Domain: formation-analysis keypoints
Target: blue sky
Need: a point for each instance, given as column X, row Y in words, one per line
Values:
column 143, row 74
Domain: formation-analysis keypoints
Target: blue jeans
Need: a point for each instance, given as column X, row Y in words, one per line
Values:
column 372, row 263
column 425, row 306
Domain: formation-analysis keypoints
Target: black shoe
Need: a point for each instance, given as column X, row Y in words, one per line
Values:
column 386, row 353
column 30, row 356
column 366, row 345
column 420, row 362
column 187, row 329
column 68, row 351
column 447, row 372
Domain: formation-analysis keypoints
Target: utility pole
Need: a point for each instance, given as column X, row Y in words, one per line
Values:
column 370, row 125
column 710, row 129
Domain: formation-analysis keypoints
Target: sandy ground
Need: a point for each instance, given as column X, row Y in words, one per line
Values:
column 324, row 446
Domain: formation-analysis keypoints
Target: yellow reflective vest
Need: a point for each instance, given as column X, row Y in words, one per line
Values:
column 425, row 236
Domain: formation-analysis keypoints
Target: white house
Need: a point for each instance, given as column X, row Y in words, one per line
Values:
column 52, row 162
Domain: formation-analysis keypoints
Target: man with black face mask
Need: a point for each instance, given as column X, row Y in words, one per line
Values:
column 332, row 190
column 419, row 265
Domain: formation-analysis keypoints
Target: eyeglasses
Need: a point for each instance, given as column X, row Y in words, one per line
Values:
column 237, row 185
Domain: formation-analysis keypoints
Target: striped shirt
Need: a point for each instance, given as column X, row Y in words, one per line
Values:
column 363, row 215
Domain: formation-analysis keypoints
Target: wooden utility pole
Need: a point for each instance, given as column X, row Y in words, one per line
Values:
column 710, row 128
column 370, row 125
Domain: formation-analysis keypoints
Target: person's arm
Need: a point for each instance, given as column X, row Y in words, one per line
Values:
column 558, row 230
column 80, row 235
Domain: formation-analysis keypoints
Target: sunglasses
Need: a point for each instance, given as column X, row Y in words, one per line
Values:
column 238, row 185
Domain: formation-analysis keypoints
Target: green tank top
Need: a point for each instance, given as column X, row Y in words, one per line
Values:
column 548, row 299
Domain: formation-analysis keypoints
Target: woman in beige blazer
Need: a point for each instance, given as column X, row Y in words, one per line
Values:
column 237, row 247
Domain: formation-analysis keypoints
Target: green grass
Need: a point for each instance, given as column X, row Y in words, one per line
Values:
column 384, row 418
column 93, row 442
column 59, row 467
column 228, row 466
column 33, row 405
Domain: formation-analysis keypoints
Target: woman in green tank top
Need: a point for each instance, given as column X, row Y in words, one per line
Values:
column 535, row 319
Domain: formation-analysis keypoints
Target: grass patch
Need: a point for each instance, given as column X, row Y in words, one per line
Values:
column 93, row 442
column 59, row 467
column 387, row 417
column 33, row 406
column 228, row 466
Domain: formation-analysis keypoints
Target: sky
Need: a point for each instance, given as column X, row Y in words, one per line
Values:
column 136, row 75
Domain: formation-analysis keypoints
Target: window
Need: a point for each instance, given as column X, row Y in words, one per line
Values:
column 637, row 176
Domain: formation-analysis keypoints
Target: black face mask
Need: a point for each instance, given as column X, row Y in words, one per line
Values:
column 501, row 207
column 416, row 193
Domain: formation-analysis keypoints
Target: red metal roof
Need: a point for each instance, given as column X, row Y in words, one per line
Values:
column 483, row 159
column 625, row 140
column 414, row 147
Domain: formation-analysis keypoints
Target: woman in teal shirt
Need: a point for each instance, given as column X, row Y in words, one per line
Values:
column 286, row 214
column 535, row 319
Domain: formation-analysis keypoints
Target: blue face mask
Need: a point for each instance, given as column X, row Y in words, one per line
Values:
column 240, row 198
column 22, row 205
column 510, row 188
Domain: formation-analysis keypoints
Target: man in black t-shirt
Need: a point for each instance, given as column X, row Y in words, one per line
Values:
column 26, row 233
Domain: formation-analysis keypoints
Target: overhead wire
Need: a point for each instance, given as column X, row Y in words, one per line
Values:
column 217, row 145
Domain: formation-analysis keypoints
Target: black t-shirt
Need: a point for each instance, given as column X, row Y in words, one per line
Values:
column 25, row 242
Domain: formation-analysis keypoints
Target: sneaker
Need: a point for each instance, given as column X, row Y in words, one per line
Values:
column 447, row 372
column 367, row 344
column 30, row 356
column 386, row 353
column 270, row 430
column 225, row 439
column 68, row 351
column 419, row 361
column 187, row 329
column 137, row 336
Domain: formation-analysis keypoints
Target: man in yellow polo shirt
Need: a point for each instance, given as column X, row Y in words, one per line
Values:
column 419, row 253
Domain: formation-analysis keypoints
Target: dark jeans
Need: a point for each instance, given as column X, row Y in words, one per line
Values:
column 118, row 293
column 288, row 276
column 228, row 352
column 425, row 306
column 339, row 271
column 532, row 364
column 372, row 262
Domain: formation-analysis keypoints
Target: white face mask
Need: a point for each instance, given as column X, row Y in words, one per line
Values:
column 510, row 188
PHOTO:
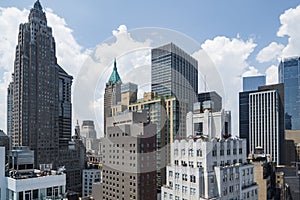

What to do
Line by line, output the material above exactly, passing over the pictures.

Solved problem
Domain: formation-analysis keypoints
Target: blue sky
Need: a point for each instance, given as column X, row Y in words, one per line
Values:
column 143, row 74
Domain: formation-analysis keypoints
Target: blue jeans
Need: a point for each instance, given as column X, row Y in words, one per line
Values:
column 372, row 263
column 425, row 306
Domain: formation-analysis keypoints
Target: black shoe
Need: a point for each instance, given as column X, row Y in words, one per line
Values:
column 386, row 353
column 30, row 356
column 366, row 345
column 420, row 362
column 187, row 329
column 68, row 351
column 447, row 372
Domain: formation-analysis keypoints
Target: utility pole
Need: a point for each instance, given as column X, row Y in words, one per line
Values:
column 370, row 125
column 710, row 129
Domain: formation-analysis keypoints
Target: sandy ground
Need: a point for each instance, given as column X, row Y in words, one per line
Values:
column 324, row 446
Domain: formation-analysis keypoints
Target: yellow reflective vest
Need: a point for each instance, given as column X, row Y in words, one per line
Values:
column 425, row 236
Domain: formation-analysis keypoints
Target: white house
Need: a point for each instance, given as column X, row Y in words, one per line
Values:
column 52, row 162
Domain: formation-analysis keypoints
Target: man with black face mask
Need: a point for each instance, given as column X, row Y in words, one per line
Values:
column 332, row 190
column 419, row 265
Domain: formation-analysis keypoints
Target: eyeglasses
Need: a point for each instance, given as column X, row Y in words, one per line
Values:
column 237, row 185
Domain: formation-analysis keypoints
Target: striped shirt
Need: a point for each instance, given as column X, row Y in words, one per line
Values:
column 363, row 215
Domain: formation-analysis keypoints
Target: wooden utility pole
Need: a point for each instance, given as column X, row Y in words, one per line
Values:
column 710, row 128
column 370, row 125
Domain: formation-analysis keypoints
Target: person's arm
Need: a point for each instance, given as column X, row Y in words, one per line
Values:
column 558, row 230
column 80, row 235
Domain: formation-analysis keypoints
Target: sunglasses
Need: a point for each instance, given as column X, row Y in words, one per line
Values:
column 238, row 185
Domain: formation-analysis keypoints
Target: green tank top
Need: a point for each instance, given as column X, row Y in words, one per line
Values:
column 548, row 299
Domain: formation-analysis keypoints
Target: woman in beige blazer
Need: a point for each instance, given as column X, row Y in words, one per line
Values:
column 237, row 247
Domain: formation-analysis keypoints
Target: green grass
Need: a point for each instance, given as column X, row Y in words, one per line
Values:
column 384, row 418
column 93, row 442
column 59, row 467
column 228, row 466
column 33, row 405
Domain: formation-analysis keypoints
Target: woman in green tank top
Need: a point for each instance, given as column X, row Y in words, one per line
Values:
column 535, row 319
Domain: formation-analysis keypoints
Target: grass patch
Need: a point for each instance, given as column X, row Y in words, one per line
Values:
column 93, row 442
column 59, row 467
column 387, row 417
column 33, row 406
column 228, row 466
Domain: formation-analysis keypoints
Target: sky
Need: a point for each instance, given as column X, row Y in words, one per line
Values:
column 136, row 75
Domain: formation-analysis keypoints
Target: window
Need: a point for each instance, given as column X, row Y in words, one per line
Values:
column 637, row 176
Domain: formation-analysis keypoints
Target: black face mask
Need: a point for each instance, given as column X, row Y in words, one per line
Values:
column 501, row 207
column 416, row 193
Domain: formation-analysis keypoints
Target: red metal roof
Need: a point for each instance, given as column X, row Y in words, one per line
Values:
column 483, row 159
column 625, row 140
column 414, row 147
Domain: formation-analysis keypoints
Target: woman in teal shirt
Need: a point for each instance, given as column X, row Y in words, one per line
Values:
column 286, row 214
column 535, row 319
Domain: formation-analysis keypoints
Target: blue face mask
Need: a point for each instance, given as column X, row Y in words, one per line
Values:
column 240, row 198
column 22, row 205
column 510, row 188
Domain: formation-analysis keypoints
Target: man in black t-shirt
Need: a point for each instance, given as column X, row Y in words, one per line
Values:
column 26, row 233
Domain: formation-analysis keypoints
Target: overhead wire
Need: a point for each instance, given as column X, row Y in words, one per line
Values:
column 217, row 145
Domain: formation-analysis keypoints
Target: black t-shirt
Need: a point for each instance, given as column X, row Y in words, one per line
Values:
column 25, row 242
Domain: formation-analysis keypoints
Target: sneaker
Need: a point for each instance, given as column X, row Y in words, one per line
Values:
column 447, row 372
column 367, row 344
column 30, row 356
column 386, row 353
column 270, row 430
column 225, row 439
column 68, row 351
column 419, row 361
column 187, row 329
column 137, row 336
Domain: formation-analysis keypoints
Target: man in yellow polo shirt
Need: a point for each instance, given as column X, row Y in words, one per line
Values:
column 419, row 253
Domain: formation-analysis keypoints
Target: dark jeans
Need: a point for each instance, given as column X, row Y in words, one per line
Values:
column 118, row 293
column 288, row 276
column 228, row 352
column 425, row 306
column 339, row 271
column 532, row 364
column 372, row 262
Domain: formation-analysis keypoints
Target: white face mask
Need: a point for each instance, given as column X, row Y in words, one per line
Values:
column 510, row 188
PHOTO:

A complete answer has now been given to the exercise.